── Supplied passage ──

Review: Touch Test — ‘Ghost Stories’

Jesse Kapp’s Touch Test guise traverses ambient styles without sounding embryonic or glacially stuck. His self-titled debut scratched ambience by way of quicksilver industrial and droned-techno. Follow up, the cinematic October Blue granted Kapp a narrative to flesh out by way of electronics. Not necessarily removed from Kapp’s signature milieu, his new tape, Ghost Stories, just darkens the hunt. Instead of an omnivore’s delight, Ghost Stories caters more to a carnivorous listener.

For one, instrumentation is more muscular and flexes where overstretched or overstuffed synths may have existed. Be it the funky/gritty bass and zesty saxophone/flute on “I Don’t Want To Go, I’m Free” or the terribly witchy, electric guitar jab on “Around”. Kapp’s production anchors towards a primal itch. 

A club banger on all accounts, the darkly bouncing, “I Don’t Want To Go, I’m Free”, pulses lift off in a myriad of ways; sultry sax, jangly percussion, thick slab bass, and spiralling vocals.

───
── Information shown ──

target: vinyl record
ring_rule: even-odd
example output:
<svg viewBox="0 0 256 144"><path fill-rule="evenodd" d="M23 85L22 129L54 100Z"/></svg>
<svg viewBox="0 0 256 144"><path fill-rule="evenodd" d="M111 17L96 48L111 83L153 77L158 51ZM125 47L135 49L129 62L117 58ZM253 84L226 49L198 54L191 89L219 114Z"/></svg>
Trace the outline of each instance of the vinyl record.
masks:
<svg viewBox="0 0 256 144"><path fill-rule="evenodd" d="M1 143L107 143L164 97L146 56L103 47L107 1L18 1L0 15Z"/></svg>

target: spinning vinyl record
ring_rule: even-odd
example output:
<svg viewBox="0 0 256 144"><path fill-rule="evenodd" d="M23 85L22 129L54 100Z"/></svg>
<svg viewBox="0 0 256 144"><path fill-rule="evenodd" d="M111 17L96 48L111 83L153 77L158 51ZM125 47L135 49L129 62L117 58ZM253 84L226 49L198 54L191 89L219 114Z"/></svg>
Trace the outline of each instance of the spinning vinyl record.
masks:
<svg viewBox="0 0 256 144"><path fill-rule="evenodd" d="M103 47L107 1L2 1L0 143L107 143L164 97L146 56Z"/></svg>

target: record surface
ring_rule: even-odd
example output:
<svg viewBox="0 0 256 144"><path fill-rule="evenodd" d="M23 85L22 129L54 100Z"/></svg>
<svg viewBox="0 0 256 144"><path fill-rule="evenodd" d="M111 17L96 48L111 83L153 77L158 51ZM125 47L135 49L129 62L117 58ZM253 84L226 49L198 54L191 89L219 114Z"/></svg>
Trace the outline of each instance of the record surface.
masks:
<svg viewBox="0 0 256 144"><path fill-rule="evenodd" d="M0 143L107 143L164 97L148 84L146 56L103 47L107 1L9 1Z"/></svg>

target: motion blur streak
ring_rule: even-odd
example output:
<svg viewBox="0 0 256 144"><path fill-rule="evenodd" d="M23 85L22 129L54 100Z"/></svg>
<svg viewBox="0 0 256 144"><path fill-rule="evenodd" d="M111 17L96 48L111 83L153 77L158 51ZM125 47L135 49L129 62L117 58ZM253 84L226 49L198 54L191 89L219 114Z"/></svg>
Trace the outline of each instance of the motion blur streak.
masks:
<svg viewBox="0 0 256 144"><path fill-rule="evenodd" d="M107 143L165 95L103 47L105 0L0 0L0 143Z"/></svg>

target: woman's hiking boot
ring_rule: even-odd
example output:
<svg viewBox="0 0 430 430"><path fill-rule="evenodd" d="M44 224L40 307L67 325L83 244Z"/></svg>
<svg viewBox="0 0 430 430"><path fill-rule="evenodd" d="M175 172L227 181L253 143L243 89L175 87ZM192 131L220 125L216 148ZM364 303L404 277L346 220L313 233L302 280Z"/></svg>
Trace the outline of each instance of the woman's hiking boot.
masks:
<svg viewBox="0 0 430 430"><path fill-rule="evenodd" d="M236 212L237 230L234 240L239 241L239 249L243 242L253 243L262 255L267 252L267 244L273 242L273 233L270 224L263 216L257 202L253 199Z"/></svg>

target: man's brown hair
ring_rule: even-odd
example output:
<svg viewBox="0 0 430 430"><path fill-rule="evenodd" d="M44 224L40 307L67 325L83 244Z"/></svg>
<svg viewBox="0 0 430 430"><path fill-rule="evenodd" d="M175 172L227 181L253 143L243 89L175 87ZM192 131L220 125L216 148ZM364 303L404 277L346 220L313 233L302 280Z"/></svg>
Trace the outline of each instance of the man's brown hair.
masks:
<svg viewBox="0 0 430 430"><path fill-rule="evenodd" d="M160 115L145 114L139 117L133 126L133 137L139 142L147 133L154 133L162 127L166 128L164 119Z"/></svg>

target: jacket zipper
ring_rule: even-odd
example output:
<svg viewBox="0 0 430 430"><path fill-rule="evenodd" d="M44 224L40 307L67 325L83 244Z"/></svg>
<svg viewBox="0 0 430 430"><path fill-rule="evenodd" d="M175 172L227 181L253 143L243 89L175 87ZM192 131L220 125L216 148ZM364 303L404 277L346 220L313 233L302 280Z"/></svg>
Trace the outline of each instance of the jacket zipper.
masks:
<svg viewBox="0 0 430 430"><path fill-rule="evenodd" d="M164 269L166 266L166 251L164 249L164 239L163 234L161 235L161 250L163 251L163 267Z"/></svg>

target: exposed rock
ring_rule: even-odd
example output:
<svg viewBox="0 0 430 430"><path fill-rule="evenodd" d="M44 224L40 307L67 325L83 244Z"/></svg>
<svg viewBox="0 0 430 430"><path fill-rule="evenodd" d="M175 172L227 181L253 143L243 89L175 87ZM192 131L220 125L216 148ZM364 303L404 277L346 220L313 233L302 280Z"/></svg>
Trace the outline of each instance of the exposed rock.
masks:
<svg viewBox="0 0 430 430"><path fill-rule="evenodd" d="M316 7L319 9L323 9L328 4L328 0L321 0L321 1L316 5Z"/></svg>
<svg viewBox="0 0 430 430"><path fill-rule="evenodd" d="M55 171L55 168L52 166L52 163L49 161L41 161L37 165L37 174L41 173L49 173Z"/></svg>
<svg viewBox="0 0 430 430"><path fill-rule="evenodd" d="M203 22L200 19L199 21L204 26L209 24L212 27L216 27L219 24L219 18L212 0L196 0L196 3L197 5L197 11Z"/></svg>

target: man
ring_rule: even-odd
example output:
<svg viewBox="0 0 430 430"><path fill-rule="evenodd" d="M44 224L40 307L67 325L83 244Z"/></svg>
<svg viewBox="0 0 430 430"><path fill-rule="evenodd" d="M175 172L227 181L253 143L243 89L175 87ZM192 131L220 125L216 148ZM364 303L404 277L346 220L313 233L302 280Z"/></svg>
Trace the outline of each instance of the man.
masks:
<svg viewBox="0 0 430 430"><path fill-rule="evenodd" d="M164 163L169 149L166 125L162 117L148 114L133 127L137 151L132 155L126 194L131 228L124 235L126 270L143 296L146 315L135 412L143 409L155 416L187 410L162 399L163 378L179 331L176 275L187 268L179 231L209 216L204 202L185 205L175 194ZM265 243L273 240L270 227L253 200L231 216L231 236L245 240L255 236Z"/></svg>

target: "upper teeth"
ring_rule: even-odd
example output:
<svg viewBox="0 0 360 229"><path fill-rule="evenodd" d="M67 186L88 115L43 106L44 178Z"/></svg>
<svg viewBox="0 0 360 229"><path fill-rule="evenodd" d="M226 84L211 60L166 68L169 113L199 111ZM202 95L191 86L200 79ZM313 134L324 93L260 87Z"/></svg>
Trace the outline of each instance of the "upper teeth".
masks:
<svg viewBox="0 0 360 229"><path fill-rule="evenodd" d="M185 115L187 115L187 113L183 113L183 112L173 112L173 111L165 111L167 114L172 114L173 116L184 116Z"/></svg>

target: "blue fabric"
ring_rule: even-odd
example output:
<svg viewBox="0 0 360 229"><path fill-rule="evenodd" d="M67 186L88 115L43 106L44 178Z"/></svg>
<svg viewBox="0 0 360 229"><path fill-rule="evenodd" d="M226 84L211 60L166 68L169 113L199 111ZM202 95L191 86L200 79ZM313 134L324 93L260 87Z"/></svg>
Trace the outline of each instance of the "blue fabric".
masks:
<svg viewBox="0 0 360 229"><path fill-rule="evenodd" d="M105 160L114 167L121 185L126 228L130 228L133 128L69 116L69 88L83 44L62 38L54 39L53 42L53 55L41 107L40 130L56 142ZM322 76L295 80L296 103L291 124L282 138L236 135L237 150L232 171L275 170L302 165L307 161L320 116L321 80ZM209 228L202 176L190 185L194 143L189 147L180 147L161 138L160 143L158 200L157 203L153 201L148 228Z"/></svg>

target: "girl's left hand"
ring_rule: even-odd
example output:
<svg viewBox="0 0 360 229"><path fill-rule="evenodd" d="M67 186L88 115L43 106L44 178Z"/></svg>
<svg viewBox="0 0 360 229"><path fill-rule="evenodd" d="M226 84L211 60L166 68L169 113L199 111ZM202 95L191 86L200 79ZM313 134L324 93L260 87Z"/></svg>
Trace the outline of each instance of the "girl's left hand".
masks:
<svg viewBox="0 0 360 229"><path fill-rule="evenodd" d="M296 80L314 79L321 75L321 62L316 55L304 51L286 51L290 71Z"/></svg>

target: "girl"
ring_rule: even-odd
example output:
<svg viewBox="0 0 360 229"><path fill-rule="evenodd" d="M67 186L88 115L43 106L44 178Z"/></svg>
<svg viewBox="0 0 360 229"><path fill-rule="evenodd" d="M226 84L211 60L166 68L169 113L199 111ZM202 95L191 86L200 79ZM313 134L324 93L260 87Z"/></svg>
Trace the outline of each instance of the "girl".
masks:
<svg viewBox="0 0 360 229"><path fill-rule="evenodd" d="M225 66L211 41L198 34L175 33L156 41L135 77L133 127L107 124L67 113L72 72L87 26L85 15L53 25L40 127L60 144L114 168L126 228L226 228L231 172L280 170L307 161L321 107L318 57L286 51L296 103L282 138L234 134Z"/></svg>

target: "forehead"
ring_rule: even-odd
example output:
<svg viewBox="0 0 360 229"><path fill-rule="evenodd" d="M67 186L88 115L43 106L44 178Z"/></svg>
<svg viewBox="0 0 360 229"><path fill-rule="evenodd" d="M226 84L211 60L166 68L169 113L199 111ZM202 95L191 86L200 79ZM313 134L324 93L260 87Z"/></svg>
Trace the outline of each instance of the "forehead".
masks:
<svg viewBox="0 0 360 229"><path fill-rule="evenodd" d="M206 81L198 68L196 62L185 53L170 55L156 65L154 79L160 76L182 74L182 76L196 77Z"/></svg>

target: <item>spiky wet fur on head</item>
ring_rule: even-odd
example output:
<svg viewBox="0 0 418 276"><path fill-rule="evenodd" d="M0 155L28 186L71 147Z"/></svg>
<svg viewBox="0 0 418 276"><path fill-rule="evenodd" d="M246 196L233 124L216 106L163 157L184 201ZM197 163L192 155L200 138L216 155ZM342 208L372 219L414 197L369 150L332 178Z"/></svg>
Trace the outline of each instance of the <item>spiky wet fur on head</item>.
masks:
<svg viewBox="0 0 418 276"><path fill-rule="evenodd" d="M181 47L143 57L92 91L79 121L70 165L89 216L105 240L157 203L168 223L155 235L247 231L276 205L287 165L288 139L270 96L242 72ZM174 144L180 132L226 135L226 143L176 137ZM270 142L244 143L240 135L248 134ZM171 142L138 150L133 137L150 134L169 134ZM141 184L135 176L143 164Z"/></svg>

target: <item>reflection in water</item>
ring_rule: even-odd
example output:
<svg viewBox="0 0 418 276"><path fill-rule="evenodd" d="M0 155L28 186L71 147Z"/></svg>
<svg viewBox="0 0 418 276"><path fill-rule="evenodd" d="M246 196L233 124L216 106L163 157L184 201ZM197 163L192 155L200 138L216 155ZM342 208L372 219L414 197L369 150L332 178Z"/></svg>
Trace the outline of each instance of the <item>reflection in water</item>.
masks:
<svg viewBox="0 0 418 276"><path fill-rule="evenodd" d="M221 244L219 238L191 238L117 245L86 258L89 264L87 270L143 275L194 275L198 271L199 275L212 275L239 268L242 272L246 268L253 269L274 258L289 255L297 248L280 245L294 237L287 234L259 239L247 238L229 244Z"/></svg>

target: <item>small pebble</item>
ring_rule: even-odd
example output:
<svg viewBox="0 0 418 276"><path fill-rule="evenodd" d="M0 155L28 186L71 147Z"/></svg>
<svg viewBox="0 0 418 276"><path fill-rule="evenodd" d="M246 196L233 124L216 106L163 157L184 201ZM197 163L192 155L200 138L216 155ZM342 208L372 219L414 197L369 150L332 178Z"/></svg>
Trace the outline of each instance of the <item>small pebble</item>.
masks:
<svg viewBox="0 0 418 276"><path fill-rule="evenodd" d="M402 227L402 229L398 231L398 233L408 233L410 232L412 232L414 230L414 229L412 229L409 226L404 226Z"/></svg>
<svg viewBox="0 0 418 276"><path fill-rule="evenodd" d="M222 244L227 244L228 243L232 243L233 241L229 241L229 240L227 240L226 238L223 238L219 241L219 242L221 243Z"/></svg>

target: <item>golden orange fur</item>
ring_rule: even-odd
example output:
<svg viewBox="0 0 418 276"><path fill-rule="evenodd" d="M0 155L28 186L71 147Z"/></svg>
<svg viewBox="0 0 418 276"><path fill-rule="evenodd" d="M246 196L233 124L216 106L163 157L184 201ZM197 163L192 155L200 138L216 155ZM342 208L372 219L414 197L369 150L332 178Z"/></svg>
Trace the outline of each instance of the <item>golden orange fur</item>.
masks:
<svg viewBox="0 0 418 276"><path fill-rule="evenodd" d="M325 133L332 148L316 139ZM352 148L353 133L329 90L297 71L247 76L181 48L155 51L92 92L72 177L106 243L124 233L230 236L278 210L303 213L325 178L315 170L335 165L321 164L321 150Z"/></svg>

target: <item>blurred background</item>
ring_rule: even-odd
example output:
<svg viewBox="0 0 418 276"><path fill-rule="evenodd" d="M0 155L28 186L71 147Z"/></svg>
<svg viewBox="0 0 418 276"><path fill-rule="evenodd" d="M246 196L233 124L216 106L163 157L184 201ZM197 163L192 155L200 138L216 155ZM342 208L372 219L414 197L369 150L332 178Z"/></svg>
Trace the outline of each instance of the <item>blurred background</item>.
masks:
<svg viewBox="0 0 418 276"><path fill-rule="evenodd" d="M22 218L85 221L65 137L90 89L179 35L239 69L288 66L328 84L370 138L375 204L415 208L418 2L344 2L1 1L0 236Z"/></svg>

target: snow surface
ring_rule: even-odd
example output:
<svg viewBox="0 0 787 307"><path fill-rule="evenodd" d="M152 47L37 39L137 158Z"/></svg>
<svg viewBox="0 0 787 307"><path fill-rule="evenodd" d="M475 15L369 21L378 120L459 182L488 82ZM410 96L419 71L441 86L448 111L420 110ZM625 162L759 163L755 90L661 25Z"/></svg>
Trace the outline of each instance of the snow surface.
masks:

───

Work to do —
a) In the review of Touch Test's Ghost Stories, on which track does the electric guitar jab appear?
b) Rewrite the stretch of the records from the line containing "target: snow surface" through the end of the records, replacing "snow surface" with "ice surface" and keeping everything else the same.

Results for the exercise —
a) "Around"

b)
target: ice surface
ring_rule: even-odd
example output:
<svg viewBox="0 0 787 307"><path fill-rule="evenodd" d="M152 47L37 39L137 158Z"/></svg>
<svg viewBox="0 0 787 307"><path fill-rule="evenodd" d="M475 15L369 21L378 120L459 182L488 82ZM410 96L419 71L441 86L448 111L420 110ZM625 162L759 163L755 90L661 25Z"/></svg>
Trace the outline of each instance of the ice surface.
masks:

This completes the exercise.